EXTRACT:
:::
# My lot!



## RebelWolfChris (Aug 22, 2011)

I'm a pretty small pet breeder, with only my second litter on the way now  I have four girls and two boys, so without further ado, meet the gang!

This is my favourite boy, Elf, who is a bone agouti longcoat rex. (We think... a breeder at a show he went to thought he might have been colourpoint beige ) 









Here's Arry the mystery mouse, another longcoat rex... feel free to join the speculation on his colouration (and get the longer explanation) on this thread: http://fancymicebreeders.com/phpBB3/viewtopic.php?f=18&t=8427









One of Arry's sister, Siamese rex girl Jazzy. She moulted out all her curls sadly and looks like a normal shorthair now. 









Arry and Jazzy's sister, Leah, a black tan. 









This is Dawn, not a fancy mouse like the others who are all pedigreed, just a pet shop girl, fawn with white longhair. I still love her  









And here is sweet little Poppy, pink-eyed white longcoat rex! 









That's the lot - for now - hope you enjoy :d


----------



## Sylviemouse (Jul 12, 2011)

Cutie pets!


----------



## Cassirox12 (Aug 27, 2011)

Very cute  I do love Leah. Some healthy looking mice!


----------



## PPVallhunds (Jul 26, 2010)

love Arry


----------



## Victoria (Aug 27, 2011)

Rebel, lovely meeces every one of them, pet shop mice are as adorable as pedigreed mice and can be just as wonderful as pets. I am looking forward to pics of the second litter viewtopic.php?f=21&t=8429# - Vicki


----------



## zoocrewmice (May 5, 2009)

Arry looks like a black merle rex to me - they are all really cute!


----------



## moustress (Sep 25, 2009)

Elf looks like a little mischief maker. I love the splashed or merle or whatever; I guess it's unlikely to be s splashed given your location...and the tan on Leah looks very deep. Nice!


----------
:::
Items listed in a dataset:
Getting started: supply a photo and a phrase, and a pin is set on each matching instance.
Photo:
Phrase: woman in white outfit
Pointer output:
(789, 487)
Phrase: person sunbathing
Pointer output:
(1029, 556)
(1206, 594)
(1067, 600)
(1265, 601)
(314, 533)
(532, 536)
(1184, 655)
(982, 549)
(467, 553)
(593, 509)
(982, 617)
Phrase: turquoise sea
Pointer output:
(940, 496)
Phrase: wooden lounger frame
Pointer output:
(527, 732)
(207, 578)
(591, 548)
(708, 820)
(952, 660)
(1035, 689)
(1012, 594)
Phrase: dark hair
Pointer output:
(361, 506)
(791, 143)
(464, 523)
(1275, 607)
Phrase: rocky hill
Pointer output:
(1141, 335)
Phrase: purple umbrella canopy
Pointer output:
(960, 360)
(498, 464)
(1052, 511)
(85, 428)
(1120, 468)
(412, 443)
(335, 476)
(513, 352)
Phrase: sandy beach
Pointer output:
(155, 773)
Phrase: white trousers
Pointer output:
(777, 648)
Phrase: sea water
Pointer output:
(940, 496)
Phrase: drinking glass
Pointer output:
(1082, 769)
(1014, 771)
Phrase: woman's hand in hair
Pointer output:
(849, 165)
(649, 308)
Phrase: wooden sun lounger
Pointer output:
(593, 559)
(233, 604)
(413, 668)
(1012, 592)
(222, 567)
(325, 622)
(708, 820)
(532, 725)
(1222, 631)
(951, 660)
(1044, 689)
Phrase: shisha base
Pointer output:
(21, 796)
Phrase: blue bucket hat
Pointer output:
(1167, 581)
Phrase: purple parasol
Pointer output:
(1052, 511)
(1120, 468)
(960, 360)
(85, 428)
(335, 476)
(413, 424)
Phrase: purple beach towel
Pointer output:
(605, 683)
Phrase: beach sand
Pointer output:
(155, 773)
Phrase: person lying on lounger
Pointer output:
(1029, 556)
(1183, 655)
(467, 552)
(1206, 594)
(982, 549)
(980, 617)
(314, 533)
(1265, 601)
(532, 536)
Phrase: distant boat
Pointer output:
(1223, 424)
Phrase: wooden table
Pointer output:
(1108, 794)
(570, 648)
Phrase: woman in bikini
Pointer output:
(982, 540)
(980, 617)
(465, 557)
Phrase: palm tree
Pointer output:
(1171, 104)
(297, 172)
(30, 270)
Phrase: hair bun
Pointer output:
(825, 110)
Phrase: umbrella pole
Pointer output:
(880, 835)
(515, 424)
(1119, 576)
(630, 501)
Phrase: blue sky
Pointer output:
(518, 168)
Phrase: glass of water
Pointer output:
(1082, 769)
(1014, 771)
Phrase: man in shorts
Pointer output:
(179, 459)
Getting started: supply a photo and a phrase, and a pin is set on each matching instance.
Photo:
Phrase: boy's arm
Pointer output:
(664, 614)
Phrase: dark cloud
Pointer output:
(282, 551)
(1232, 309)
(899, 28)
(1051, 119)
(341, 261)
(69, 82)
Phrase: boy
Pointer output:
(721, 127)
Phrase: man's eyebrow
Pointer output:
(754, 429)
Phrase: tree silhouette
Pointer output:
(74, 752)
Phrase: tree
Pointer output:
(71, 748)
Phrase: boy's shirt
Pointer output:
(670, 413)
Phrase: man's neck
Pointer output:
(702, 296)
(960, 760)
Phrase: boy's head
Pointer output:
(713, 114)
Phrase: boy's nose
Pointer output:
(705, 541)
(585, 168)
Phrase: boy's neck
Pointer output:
:::
In the forum thread about pet mice, where did Dawn come from?

She is a pet shop mouse, not a pedigreed fancy mouse like the others.